**Problem details:** Please continue the multi-agent data analysis system description, picking up right after its last bullet on topic modeling.

**Excerpted text:**
• • • • •
Eventually this will integrate with the email client and other agents such that the assembly can be orchestrated and monitored agentically.

System Architecture

Multi-Agent Data Analysis System Flow

The diagram above illustrates the complete 5-agent architecture and information flow through the system.

Features

Core Analysis Pipeline

  • Text Embedding Generation: Leverages Mistral's mistral-embed model to generate high-quality embeddings
  • Dimensionality Reduction: Uses t-SNE to reduce embeddings to 3D for visualization
  • Intelligent Clustering: Automatically determines optimal cluster count using silhouette scores and performs K-means clustering
  • Topic Modeling: Extracts key topics using Latent Dirichlet Allocation (LDA)
• • • • •
**Dataset excerpts:**

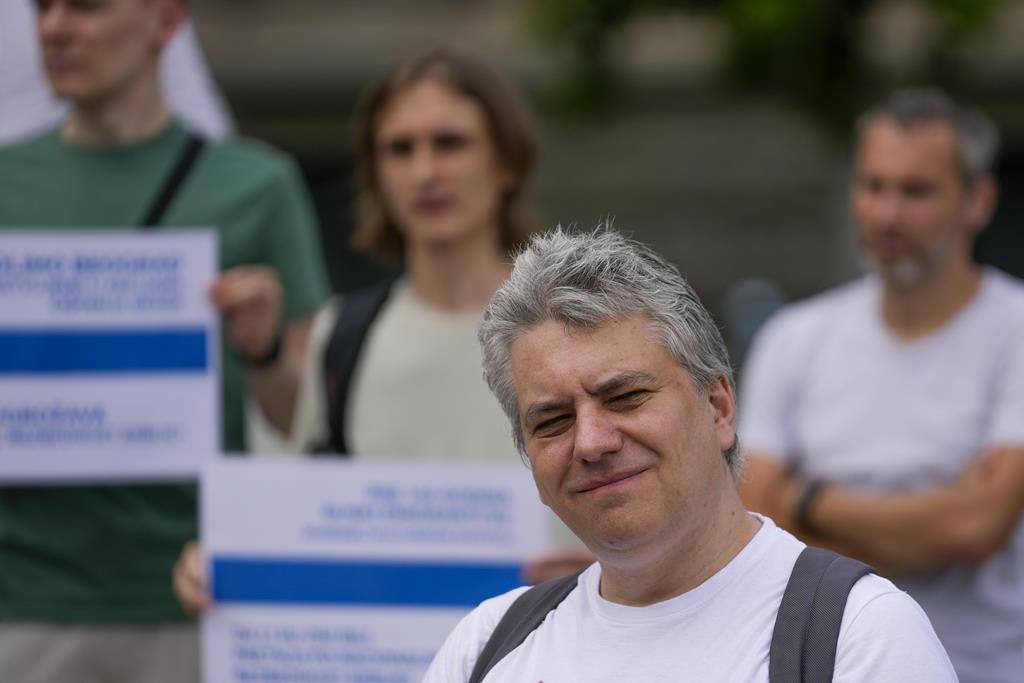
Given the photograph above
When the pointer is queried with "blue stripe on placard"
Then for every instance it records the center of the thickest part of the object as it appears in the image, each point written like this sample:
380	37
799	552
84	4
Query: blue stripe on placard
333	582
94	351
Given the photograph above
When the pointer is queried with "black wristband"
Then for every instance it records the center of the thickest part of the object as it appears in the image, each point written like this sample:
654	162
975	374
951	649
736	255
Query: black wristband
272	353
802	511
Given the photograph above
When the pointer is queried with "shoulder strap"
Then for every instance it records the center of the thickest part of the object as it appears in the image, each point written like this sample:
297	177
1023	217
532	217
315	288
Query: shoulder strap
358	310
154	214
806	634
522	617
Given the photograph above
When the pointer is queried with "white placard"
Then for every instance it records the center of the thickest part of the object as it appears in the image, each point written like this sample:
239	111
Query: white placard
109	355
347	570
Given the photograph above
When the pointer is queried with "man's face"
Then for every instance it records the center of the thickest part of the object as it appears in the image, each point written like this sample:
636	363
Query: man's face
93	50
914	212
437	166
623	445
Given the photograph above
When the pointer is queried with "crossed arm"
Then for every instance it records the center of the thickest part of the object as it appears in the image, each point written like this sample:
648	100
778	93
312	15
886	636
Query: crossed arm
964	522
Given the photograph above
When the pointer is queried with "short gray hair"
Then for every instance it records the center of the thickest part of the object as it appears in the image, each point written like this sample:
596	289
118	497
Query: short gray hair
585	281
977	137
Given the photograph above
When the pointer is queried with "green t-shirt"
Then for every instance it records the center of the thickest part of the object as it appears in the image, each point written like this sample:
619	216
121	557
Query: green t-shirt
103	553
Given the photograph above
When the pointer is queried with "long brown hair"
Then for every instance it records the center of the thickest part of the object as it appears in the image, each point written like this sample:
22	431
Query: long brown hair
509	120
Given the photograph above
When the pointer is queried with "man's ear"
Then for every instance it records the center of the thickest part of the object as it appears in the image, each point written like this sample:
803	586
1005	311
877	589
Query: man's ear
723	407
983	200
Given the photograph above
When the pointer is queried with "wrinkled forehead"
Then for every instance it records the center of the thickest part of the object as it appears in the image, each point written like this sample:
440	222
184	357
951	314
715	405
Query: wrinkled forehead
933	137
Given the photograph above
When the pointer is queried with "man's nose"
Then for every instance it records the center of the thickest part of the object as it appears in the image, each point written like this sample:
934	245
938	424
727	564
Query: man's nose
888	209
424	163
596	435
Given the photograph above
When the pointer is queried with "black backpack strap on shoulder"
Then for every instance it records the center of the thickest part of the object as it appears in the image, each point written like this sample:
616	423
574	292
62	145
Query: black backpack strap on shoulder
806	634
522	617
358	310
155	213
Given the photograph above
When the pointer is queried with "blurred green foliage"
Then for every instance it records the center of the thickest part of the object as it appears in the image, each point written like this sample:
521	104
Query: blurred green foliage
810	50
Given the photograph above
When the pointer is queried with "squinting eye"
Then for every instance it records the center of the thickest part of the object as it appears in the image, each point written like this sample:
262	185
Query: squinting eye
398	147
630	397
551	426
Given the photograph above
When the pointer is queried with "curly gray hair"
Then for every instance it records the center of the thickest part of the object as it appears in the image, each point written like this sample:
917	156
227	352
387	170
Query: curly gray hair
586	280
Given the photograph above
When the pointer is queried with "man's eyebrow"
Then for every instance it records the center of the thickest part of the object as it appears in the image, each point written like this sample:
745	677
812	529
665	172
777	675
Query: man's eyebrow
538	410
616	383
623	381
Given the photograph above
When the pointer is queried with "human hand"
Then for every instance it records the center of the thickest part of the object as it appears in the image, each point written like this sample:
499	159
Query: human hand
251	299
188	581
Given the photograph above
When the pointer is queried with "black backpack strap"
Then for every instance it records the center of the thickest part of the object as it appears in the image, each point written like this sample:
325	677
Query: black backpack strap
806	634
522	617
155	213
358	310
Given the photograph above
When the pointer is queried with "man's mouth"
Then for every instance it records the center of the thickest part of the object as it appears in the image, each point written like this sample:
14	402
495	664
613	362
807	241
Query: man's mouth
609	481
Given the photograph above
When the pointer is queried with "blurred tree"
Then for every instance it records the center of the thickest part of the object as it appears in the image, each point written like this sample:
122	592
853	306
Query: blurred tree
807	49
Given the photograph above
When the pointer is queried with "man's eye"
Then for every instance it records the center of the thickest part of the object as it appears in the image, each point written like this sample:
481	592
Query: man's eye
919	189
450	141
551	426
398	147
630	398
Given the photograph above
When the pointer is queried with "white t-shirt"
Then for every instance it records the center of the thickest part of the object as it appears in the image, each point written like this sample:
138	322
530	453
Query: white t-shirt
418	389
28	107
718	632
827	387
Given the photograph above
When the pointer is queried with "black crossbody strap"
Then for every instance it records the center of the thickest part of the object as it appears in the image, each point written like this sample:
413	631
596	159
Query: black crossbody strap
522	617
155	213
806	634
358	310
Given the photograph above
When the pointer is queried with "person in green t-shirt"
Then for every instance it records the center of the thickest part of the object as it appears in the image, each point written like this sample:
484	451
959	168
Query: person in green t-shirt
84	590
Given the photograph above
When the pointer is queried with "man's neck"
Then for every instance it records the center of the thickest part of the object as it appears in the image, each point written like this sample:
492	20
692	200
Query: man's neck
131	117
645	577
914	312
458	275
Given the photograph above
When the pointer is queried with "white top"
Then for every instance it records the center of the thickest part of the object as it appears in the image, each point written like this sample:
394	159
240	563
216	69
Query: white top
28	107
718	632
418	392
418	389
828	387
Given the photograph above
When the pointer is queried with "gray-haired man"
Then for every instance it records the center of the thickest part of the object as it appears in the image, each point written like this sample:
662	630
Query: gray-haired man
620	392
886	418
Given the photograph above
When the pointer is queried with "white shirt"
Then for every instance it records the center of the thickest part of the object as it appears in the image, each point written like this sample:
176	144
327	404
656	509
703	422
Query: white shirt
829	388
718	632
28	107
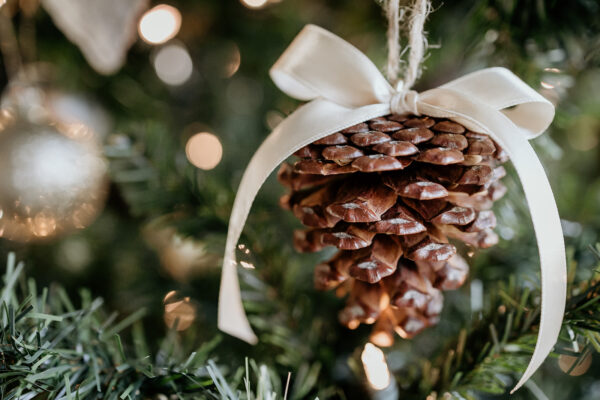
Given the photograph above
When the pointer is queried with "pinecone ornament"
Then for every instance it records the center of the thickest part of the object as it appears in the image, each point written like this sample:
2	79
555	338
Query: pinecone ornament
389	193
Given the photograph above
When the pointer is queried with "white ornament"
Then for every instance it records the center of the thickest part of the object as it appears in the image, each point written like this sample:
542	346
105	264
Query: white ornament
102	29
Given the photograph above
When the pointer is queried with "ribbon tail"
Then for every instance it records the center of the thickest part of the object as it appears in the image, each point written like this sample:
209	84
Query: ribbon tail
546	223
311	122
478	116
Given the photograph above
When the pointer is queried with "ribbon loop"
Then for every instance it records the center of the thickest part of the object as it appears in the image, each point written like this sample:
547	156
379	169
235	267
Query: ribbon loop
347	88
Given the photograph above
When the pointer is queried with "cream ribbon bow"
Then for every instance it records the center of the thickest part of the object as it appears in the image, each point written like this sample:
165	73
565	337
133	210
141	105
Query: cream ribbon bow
• • • • •
**Output for this exercise:**
  • Sentiment Analysis: Analyzes sentiment polarity of text using TextBlob
  • 3D Visualization: Generates interactive 3D cluster maps and sentiment distribution histograms

Multi-Agent System

  • Collaborative Agent Architecture: Four specialized agents work together in a coordinated pipeline to provide comprehensive analysis
  • Whisper Agent: Prompt engineer that designs optimized prompts for Spec and Quant, ensuring clear requirements and high-quality outputs
  • Spec Agent: Software architect that examines the existing analysis script, identifies enhancement opportunities, and creates technical specifications for Dev to implement
  • Dev Agent: Software engineer that implements Spec's technical specifications, writing production-ready Python code with visualizations, tests, and error handling
  • Quant Agent: Data analyst that interprets results from Dev's code execution, generating detailed reports (300-1000 words) with key insights, trends, and statistical analysis
  • Agent Tools: Spec and Quant have access to web search tools; Dev has code interpreter for executing and validating implementations

Prerequisites

  • Python 3.10+
  • Mistral API key (sign up at Mistral AI)
  • CSV file with a position_text column containing text data to analyze (example file provided)

Installation

  1. Clone the repository:
git clone <repository-url>
cd mistral-data-agent
  1. Install dependencies using conda (recommended):
conda env create -f environment.yml
conda activate mistral

Or install using pip:

pip install -r requirements.txt

Key Dependencies

  • mistralai - Mistral AI SDK for embeddings and agent API
  • pandas - Data manipulation
  • numpy - Numerical computing
  • matplotlib - Data visualization
  • scikit-learn - Machine learning algorithms (t-SNE, K-means, LDA)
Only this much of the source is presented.